> [Exercise task]: Turn the lines below, from the line with "Locate antelope ear" through the line with "[303, 53, 762, 562]", into a Markdown table with a Row column numbering each line and a Text column holding the line. Leave out blank lines.

------------------------------------------------

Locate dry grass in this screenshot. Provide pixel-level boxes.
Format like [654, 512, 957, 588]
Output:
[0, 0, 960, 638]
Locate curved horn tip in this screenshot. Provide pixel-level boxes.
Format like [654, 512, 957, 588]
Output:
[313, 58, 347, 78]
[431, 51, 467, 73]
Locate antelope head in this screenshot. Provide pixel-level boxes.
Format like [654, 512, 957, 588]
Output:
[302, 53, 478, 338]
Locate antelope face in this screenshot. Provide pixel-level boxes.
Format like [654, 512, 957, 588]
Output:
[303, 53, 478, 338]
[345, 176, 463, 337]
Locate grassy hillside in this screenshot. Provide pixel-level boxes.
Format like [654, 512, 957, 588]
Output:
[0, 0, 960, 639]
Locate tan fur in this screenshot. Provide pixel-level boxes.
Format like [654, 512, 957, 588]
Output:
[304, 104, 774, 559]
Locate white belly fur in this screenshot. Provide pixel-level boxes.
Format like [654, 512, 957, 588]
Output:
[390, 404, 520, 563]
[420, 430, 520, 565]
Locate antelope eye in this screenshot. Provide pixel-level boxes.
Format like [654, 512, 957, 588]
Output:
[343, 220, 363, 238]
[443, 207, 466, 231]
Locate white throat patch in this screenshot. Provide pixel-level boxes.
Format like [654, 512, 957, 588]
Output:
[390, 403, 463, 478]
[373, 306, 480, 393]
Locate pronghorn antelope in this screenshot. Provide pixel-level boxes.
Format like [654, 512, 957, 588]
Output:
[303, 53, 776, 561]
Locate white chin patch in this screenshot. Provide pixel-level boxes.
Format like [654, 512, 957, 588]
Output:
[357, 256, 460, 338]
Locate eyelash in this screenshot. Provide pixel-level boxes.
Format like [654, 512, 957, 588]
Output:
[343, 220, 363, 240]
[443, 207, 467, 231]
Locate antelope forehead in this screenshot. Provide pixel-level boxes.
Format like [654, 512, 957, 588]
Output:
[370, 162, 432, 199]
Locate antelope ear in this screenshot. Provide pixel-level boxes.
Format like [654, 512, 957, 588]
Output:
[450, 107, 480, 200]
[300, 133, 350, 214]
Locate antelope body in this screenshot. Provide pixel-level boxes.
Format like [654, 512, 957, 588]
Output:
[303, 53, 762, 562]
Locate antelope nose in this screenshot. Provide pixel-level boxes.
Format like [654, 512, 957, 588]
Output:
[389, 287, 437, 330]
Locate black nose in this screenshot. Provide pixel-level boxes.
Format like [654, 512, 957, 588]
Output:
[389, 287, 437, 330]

------------------------------------------------

> [Finished task]:
| Row | Text |
|---|---|
| 1 | Locate antelope ear in this screenshot. Provide pixel-level boxes. |
| 2 | Format like [654, 512, 957, 588] |
| 3 | Output: |
| 4 | [450, 107, 480, 200] |
| 5 | [300, 133, 350, 214] |
| 6 | Locate antelope body in this screenshot. Provide pixel-level boxes. |
| 7 | Format like [654, 512, 957, 588] |
| 8 | Output: |
| 9 | [303, 53, 762, 562] |